_Exercise inputs_
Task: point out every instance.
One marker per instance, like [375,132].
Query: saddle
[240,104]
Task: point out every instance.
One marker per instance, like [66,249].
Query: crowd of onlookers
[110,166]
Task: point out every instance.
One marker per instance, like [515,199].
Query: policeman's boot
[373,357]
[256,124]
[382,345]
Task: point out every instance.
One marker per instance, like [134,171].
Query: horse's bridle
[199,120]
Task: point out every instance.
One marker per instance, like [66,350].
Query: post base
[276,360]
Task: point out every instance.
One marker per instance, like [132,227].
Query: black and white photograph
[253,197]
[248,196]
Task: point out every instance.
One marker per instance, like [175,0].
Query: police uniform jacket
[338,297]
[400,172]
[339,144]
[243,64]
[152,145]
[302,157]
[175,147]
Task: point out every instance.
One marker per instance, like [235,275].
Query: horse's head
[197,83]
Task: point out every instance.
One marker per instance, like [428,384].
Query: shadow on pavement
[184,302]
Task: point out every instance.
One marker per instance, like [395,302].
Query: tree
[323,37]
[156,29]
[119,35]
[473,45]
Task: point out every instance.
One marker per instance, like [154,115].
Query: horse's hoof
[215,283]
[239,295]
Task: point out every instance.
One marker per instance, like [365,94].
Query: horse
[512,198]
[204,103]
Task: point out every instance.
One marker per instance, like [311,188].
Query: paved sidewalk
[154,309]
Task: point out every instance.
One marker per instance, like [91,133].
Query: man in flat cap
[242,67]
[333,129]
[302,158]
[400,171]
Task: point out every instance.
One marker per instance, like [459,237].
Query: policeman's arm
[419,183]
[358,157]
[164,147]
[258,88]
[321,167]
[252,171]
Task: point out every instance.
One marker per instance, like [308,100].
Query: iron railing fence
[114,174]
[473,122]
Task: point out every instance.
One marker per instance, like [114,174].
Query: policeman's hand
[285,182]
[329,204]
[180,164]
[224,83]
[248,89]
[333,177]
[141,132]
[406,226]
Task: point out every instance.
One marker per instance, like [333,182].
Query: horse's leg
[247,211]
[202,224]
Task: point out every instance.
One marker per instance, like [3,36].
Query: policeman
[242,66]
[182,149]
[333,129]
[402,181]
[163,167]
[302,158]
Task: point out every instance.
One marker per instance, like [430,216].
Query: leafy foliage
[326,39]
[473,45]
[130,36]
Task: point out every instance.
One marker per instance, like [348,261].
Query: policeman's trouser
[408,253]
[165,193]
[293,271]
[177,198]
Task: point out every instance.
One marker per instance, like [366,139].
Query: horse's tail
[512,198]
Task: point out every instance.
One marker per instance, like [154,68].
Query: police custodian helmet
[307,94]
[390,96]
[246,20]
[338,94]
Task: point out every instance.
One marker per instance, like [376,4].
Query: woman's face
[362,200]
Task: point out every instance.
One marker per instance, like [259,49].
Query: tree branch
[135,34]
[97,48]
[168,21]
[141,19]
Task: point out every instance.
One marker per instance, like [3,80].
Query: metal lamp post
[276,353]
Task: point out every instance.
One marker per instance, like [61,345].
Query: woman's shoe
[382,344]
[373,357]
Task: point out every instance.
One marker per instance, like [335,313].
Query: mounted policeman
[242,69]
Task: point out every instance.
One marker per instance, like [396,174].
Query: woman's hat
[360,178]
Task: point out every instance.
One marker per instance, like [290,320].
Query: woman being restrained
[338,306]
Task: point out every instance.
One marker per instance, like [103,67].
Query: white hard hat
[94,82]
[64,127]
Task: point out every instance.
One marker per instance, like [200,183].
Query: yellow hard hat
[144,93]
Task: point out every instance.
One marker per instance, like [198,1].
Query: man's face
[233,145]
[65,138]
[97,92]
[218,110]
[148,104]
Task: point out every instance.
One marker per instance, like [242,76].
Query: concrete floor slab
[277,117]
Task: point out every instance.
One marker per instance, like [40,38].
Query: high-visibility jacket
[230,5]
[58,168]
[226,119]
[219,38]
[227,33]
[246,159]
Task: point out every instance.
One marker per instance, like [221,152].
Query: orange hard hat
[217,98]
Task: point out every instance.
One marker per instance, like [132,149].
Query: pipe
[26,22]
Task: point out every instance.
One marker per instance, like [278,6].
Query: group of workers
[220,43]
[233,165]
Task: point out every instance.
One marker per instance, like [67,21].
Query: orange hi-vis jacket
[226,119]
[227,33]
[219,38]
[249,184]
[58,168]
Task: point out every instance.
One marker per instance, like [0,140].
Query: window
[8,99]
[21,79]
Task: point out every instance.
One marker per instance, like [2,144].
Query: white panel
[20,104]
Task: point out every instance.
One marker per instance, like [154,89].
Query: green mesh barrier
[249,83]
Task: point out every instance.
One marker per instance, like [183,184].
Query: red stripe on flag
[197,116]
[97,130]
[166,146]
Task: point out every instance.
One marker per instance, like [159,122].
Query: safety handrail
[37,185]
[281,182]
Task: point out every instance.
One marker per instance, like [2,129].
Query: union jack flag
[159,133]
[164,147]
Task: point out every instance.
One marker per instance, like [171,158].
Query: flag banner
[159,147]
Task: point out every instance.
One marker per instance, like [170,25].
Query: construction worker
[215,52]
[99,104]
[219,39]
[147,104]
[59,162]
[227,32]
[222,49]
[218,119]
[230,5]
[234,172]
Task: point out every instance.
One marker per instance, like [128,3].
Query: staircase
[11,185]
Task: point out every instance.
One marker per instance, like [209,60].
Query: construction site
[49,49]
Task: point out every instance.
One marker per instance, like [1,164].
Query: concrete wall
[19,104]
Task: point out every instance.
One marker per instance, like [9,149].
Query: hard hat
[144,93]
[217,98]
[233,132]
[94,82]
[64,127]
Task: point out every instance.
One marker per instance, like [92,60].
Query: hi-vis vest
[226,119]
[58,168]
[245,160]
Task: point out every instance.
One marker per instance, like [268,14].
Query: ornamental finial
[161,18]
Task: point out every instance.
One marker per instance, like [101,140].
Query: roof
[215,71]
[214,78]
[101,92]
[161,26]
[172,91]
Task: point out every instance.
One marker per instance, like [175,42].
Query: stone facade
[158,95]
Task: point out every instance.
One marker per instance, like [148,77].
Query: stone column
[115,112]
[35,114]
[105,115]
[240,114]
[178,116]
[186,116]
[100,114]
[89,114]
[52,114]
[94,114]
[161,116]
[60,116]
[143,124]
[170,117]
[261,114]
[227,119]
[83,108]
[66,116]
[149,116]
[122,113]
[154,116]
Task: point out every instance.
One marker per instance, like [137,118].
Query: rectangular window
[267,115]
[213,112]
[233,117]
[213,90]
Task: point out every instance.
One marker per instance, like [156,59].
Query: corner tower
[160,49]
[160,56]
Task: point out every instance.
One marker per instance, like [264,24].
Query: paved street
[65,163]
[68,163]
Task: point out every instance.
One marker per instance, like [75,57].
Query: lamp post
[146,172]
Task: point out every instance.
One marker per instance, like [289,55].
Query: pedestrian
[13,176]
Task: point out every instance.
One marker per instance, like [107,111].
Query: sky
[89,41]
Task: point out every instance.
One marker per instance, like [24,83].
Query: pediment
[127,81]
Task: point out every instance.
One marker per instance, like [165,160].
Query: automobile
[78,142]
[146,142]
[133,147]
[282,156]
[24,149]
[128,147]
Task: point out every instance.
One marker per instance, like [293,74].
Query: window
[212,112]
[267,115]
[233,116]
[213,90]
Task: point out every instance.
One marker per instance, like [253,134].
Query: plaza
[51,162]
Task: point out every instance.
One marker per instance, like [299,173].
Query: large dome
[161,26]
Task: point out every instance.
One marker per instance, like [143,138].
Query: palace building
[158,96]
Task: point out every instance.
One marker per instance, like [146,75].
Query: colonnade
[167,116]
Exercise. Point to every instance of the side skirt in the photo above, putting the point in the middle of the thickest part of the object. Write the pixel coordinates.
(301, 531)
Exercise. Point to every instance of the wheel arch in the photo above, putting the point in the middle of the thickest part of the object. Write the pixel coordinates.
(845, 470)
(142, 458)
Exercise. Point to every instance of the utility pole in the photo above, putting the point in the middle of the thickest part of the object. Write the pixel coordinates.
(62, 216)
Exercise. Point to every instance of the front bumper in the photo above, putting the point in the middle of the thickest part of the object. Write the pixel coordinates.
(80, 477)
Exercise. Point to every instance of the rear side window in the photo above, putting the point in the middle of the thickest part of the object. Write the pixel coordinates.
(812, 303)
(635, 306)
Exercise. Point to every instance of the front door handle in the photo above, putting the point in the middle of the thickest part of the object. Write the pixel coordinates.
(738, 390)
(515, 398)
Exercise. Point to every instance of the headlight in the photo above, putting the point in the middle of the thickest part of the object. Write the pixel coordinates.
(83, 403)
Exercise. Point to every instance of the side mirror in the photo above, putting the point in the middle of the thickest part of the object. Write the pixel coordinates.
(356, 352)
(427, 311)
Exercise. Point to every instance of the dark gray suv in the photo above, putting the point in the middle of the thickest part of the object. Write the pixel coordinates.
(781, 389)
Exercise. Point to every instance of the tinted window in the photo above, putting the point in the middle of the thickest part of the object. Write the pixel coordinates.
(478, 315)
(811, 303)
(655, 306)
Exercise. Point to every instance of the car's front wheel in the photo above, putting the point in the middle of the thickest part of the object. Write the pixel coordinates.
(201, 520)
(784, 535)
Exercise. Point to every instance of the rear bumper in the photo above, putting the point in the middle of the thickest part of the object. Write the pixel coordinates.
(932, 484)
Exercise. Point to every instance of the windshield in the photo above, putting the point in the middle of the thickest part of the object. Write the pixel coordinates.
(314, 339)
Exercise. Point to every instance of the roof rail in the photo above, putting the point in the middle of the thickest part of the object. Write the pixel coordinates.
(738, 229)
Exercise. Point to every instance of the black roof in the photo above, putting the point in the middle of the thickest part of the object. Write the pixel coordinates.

_Written request_
Take the lines above from the one holding "Exercise. Point to every instance of the tinted" to the last and output them exactly.

_Reply_
Exercise. Point to every instance of the tinted window in the photo above, putting the point in the middle of the thickest part of the object. Write the pixel coordinates.
(478, 315)
(811, 303)
(655, 306)
Exercise. Point to every instance of the car's front wheel in the photo above, putting the point in the middle of the thickest part of the object. Write the pixel coordinates.
(201, 520)
(784, 535)
Exercise. Point to every instance of the rear bumper in the photo above, putting the point in the middle of the thickest part of the object. Write the pixel coordinates.
(932, 484)
Exercise. Point to every instance of the windshield in the photo above, putting the point in the middle of the thickest part of the object. Write the pixel coordinates.
(314, 339)
Exercise. Point to every instance of the roof rail in the photo above, putting the point in the middle of the thickest part of the object. Write the pixel coordinates.
(738, 229)
Exercise. Point to every instance of the black roof in the photo above, putting the point in the middle of the thickest part of the object. Write the pixel coordinates.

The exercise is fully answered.